### TEXTO PROPORCIONADO:
######

Al tratar de implementar esta línea técnica con el pueblo kankuamo, rápidamente se hizo evidente la ruptura del imaginario legal y político de los burócratas profesionales con el de los militantes y las comunidades. No solo no había protocolos listos, sino que las condiciones presupuestales que permitirían los procesos de negociación no eran claros para los funcionarios. Paradójicamente, para la llegada de los funcionarios, la comunidad ya había identificado cuáles eran sus necesidades sociopolíticas y culturales actuales, y las posibles formas de abordar algunas de estas con ayuda de la Unidad. Después de dos talleres llevados a cabo con miembros y representantes de la comunidad kankuama, se planearon acciones de educación jurídica, formación política, fortalecimiento organizacional y apropiación territorial, pero presentadas como medidas de satisfacción. Esta reunión se parecía más a una negociación política que a una reunión técnica. Discutieron la posibilidad de desarrollar y fortalecer la comunidad indígena, de la misma manera que a los grupos indígenas de la región del Cauca (sur de Colombia), por supuesto, con diferentes antecedentes políticos y organizativos. Al final, los servidores públicos de la Unidad proyectaron una matriz en Excel en una sábana que servía de pantalla y definieron cada acción en el calendario de actividades con los miembros de la comunidad. Tomó un día y una sesión extra con las autoridades kankuamas para aprobar esta versión final y las pautas a seguir. Estos encuentros con el Estado, aunque cargados de jerga burocrática, revelaban una gran cantidad de trabajo social, organización y negociación. Para alcanzar la especificidad de dichos acuerdos, los miembros de la comunidad discutían los pros y los contras y por qué estas medidas eran fundamentales para la reconstrucción de la cultura y la legitimidad kankuama, a los ojos de las autoridades y actores armados locales.

######

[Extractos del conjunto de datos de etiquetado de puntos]
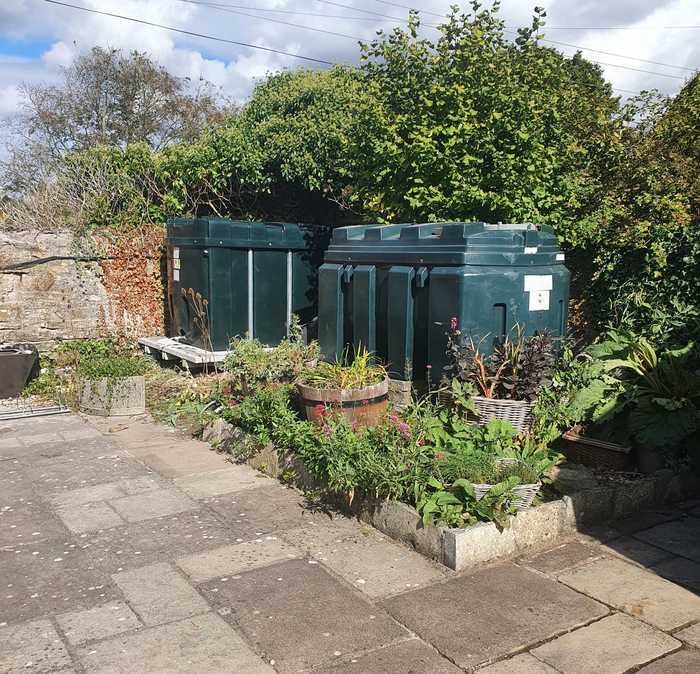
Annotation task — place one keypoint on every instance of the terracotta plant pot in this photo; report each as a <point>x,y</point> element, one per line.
<point>365,406</point>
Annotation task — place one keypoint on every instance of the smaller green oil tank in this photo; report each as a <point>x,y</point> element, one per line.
<point>394,289</point>
<point>233,278</point>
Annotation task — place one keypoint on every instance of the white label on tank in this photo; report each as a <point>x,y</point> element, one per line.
<point>539,300</point>
<point>538,282</point>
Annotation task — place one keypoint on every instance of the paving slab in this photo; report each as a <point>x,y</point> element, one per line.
<point>561,557</point>
<point>50,577</point>
<point>99,622</point>
<point>680,571</point>
<point>179,459</point>
<point>681,537</point>
<point>29,523</point>
<point>269,508</point>
<point>272,606</point>
<point>317,533</point>
<point>691,635</point>
<point>378,566</point>
<point>78,497</point>
<point>159,594</point>
<point>490,614</point>
<point>520,664</point>
<point>233,478</point>
<point>152,504</point>
<point>634,550</point>
<point>612,645</point>
<point>635,591</point>
<point>407,657</point>
<point>233,559</point>
<point>32,647</point>
<point>82,469</point>
<point>682,662</point>
<point>200,644</point>
<point>89,517</point>
<point>157,540</point>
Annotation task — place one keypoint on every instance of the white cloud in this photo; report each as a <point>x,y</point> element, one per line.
<point>236,68</point>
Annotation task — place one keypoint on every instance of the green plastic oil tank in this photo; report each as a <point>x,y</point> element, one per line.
<point>394,289</point>
<point>233,278</point>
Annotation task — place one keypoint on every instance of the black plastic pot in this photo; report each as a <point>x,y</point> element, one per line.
<point>19,364</point>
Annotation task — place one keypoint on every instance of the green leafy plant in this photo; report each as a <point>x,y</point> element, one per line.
<point>350,373</point>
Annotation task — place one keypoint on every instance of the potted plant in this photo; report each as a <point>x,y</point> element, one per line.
<point>507,381</point>
<point>112,385</point>
<point>359,390</point>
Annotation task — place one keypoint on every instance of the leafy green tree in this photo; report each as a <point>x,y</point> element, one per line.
<point>475,126</point>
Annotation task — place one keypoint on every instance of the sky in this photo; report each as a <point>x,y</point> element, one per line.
<point>37,39</point>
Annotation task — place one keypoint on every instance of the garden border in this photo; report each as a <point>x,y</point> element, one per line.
<point>460,549</point>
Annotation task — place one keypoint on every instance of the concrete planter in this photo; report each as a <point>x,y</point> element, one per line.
<point>121,396</point>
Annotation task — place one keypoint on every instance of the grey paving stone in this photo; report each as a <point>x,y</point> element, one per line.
<point>233,478</point>
<point>144,483</point>
<point>32,647</point>
<point>407,657</point>
<point>378,566</point>
<point>682,662</point>
<point>29,523</point>
<point>99,622</point>
<point>680,571</point>
<point>159,594</point>
<point>201,644</point>
<point>233,559</point>
<point>613,645</point>
<point>266,509</point>
<point>272,607</point>
<point>562,557</point>
<point>691,635</point>
<point>487,615</point>
<point>634,550</point>
<point>520,664</point>
<point>80,433</point>
<point>30,440</point>
<point>98,492</point>
<point>315,534</point>
<point>157,540</point>
<point>89,517</point>
<point>53,576</point>
<point>152,504</point>
<point>81,469</point>
<point>181,458</point>
<point>635,591</point>
<point>681,537</point>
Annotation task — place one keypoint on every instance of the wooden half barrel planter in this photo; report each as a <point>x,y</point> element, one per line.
<point>365,406</point>
<point>114,396</point>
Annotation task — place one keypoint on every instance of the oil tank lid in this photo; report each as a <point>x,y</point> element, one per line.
<point>447,243</point>
<point>225,233</point>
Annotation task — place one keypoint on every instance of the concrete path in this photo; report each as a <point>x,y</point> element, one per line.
<point>124,548</point>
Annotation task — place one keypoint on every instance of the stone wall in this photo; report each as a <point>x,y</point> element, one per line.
<point>72,299</point>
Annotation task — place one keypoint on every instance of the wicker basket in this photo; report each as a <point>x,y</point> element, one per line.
<point>523,494</point>
<point>595,453</point>
<point>517,412</point>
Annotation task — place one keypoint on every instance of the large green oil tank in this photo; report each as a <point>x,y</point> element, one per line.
<point>394,289</point>
<point>253,276</point>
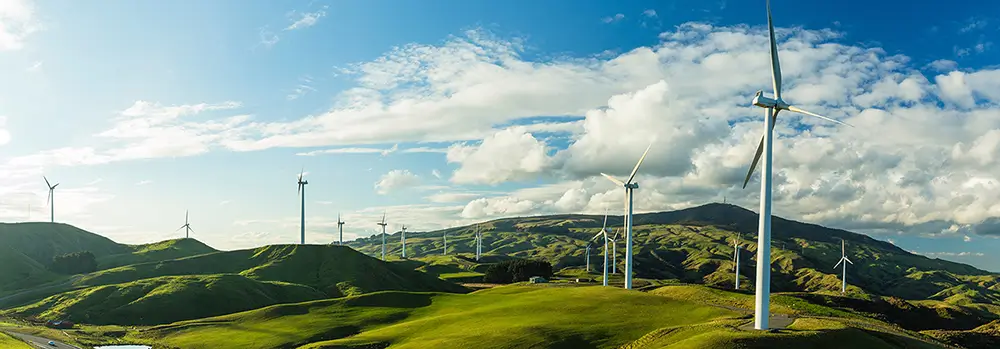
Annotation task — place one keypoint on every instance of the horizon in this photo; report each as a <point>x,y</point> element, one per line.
<point>463,112</point>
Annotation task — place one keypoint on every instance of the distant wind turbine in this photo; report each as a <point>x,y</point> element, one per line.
<point>629,187</point>
<point>736,259</point>
<point>604,233</point>
<point>302,194</point>
<point>771,107</point>
<point>383,224</point>
<point>51,201</point>
<point>402,238</point>
<point>186,226</point>
<point>843,258</point>
<point>340,226</point>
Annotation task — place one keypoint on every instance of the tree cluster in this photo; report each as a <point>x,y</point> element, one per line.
<point>517,270</point>
<point>74,263</point>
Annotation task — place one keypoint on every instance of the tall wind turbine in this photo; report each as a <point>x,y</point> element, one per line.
<point>604,233</point>
<point>843,258</point>
<point>629,187</point>
<point>402,238</point>
<point>736,259</point>
<point>186,226</point>
<point>340,226</point>
<point>383,224</point>
<point>771,107</point>
<point>302,194</point>
<point>51,201</point>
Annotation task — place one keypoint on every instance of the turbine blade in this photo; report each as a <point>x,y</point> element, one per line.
<point>800,110</point>
<point>775,67</point>
<point>636,169</point>
<point>613,179</point>
<point>760,147</point>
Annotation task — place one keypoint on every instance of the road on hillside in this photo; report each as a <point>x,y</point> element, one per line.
<point>40,342</point>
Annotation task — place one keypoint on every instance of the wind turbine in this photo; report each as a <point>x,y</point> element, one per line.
<point>614,252</point>
<point>188,230</point>
<point>402,238</point>
<point>51,201</point>
<point>771,107</point>
<point>843,258</point>
<point>736,259</point>
<point>340,226</point>
<point>302,194</point>
<point>629,187</point>
<point>604,233</point>
<point>382,223</point>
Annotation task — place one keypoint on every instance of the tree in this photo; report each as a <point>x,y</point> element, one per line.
<point>516,270</point>
<point>74,263</point>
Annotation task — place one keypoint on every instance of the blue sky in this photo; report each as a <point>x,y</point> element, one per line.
<point>466,111</point>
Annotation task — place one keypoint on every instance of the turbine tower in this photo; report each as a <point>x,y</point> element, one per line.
<point>340,226</point>
<point>302,194</point>
<point>736,259</point>
<point>843,258</point>
<point>629,187</point>
<point>771,109</point>
<point>402,238</point>
<point>604,233</point>
<point>51,201</point>
<point>186,226</point>
<point>382,223</point>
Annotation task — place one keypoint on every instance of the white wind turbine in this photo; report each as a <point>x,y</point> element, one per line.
<point>51,201</point>
<point>629,187</point>
<point>186,226</point>
<point>383,224</point>
<point>843,258</point>
<point>302,194</point>
<point>771,107</point>
<point>340,226</point>
<point>604,233</point>
<point>402,237</point>
<point>736,259</point>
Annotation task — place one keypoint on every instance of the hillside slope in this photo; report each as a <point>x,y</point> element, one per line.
<point>695,245</point>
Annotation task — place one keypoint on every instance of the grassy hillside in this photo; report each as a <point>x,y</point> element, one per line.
<point>220,283</point>
<point>154,252</point>
<point>515,317</point>
<point>695,246</point>
<point>166,299</point>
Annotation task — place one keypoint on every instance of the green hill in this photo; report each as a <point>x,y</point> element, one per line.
<point>166,299</point>
<point>154,252</point>
<point>516,317</point>
<point>695,246</point>
<point>219,283</point>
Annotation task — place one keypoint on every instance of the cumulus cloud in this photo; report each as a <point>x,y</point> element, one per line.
<point>395,180</point>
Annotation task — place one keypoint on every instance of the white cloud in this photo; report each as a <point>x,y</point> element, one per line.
<point>510,154</point>
<point>306,19</point>
<point>615,18</point>
<point>395,180</point>
<point>17,21</point>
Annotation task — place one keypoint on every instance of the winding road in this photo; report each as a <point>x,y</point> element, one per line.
<point>40,342</point>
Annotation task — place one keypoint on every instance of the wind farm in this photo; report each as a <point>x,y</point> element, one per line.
<point>510,156</point>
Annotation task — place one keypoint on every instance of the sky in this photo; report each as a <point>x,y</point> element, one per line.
<point>452,112</point>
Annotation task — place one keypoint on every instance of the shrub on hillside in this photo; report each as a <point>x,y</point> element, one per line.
<point>74,263</point>
<point>517,270</point>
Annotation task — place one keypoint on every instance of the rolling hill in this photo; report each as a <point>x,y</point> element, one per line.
<point>695,246</point>
<point>218,283</point>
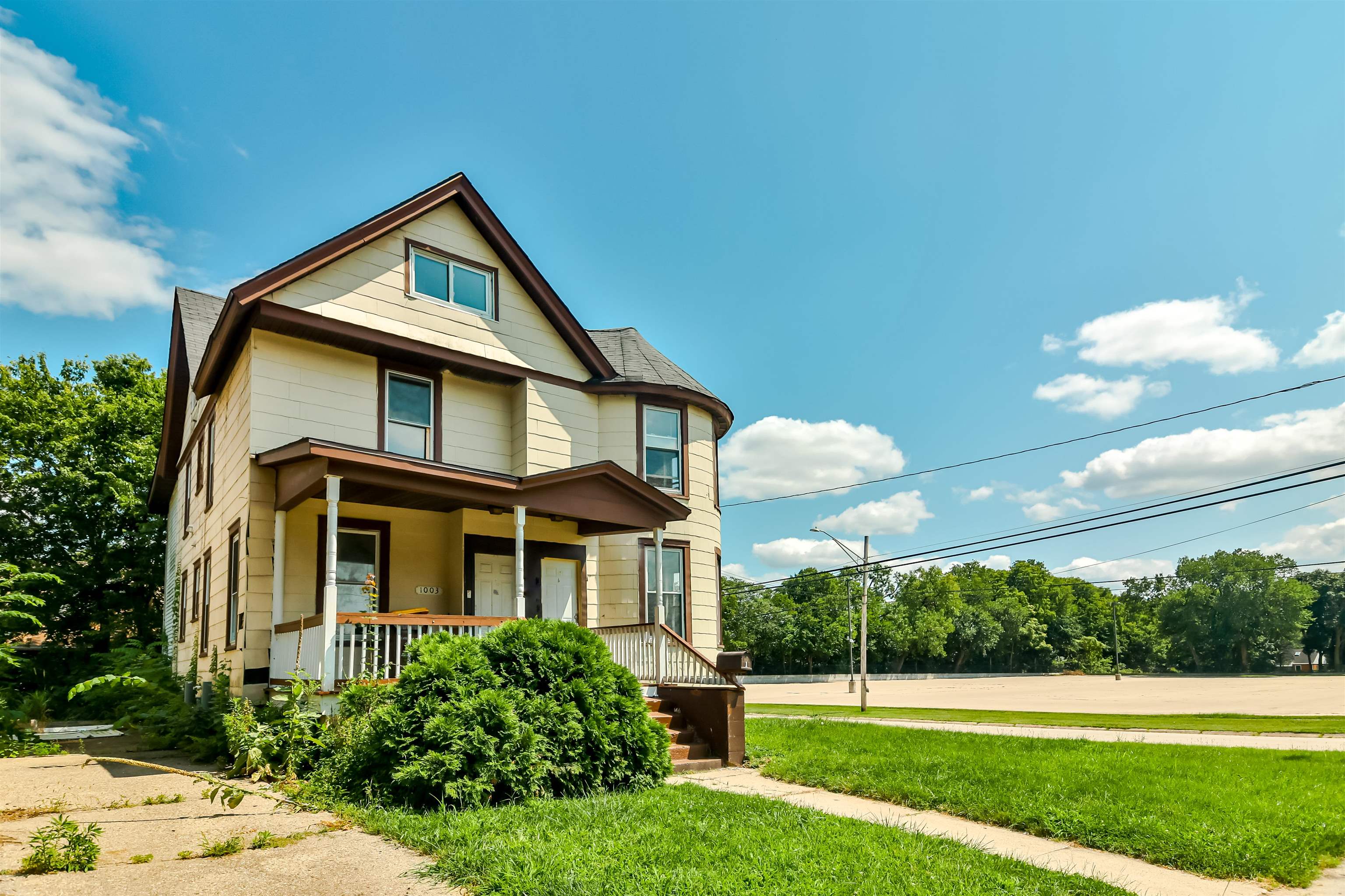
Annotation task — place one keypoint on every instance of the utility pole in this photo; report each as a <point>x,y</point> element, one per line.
<point>849,632</point>
<point>864,619</point>
<point>864,632</point>
<point>1116,639</point>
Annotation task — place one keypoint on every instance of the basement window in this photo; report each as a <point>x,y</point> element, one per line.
<point>452,281</point>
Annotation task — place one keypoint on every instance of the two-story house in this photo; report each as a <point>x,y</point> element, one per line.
<point>404,430</point>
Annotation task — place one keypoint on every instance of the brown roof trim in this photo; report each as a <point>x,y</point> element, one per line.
<point>633,506</point>
<point>341,334</point>
<point>175,418</point>
<point>456,189</point>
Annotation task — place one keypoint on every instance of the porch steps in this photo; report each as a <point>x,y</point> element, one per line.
<point>688,752</point>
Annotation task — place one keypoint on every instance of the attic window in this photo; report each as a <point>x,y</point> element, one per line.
<point>451,281</point>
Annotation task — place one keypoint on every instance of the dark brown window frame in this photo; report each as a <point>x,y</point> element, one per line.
<point>669,544</point>
<point>210,462</point>
<point>233,582</point>
<point>182,604</point>
<point>436,379</point>
<point>385,555</point>
<point>205,604</point>
<point>450,256</point>
<point>641,404</point>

######

### PROBLEMA PLANTEADO:
Según el texto sobre el pueblo kankuamo, ¿sobre qué proyectaron los servidores públicos de la Unidad la matriz en Excel?

### RESPUESTA COMPLETA:
Sobre una sábana que servía de pantalla.